▶ SELECTED PASSAGE

>>>

I remember one of the first times someone called me a leader.

I was the only freshman in the Alto II section of my choir class in high school. The other girls in my voice part were upperclassmen, and we worked together every day to learn the new songs for our choir concert.

There were several times over the course of the semester when we ran into problems learning our songs, and though I was intimidated by the older girls in my section, I tried to help teach the music so we would pass our part checks and sound amazing in the concert. Because I didn’t have the credibility of age or experience supporting me, I worried that no one would listen to me and my suggestions.

But at the end of the semester, after we passed our voice checks and had a successful concert, one of the seniors in my voice part recognized my dedication to our sound and thanked me for helping her.

“Olivia, you’ve been a great leader for our section,” she said.

I had never really seen myself as a leader before, and I didn’t quite understand how she could see me as a leader if I was in the same position as her. But that was exactly the point: I may not have been in a “high-up” position of authority, but I used my knowledge to help guide my group — an important aspect of leadership.

<<<

▶ WORK TASK
Answer these questions from the passage about choir class:
(a) Which section of the choir class was the writer in?
(b) Who thanked the writer at the end of the semester?
(c) What did the writer worry would happen because of lacking the credibility of age or experience?
The items that come after this passage have no connection to it.

▶ DATA UNDER STUDY

>>>

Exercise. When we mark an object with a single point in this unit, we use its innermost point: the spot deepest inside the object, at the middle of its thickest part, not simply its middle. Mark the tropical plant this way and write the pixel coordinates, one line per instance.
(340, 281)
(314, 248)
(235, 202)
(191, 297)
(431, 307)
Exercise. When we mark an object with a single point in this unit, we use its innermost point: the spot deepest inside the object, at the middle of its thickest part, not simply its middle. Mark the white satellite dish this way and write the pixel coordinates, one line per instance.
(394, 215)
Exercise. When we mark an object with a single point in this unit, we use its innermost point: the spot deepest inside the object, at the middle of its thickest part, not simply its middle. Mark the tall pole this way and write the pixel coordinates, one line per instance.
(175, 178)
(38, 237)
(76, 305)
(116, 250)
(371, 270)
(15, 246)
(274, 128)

<<<

▶ ANSWER SPACE
(a) The Alto II section.
(b) One of the seniors in the writer's voice part.
(c) That no one would listen to the writer and the writer's suggestions.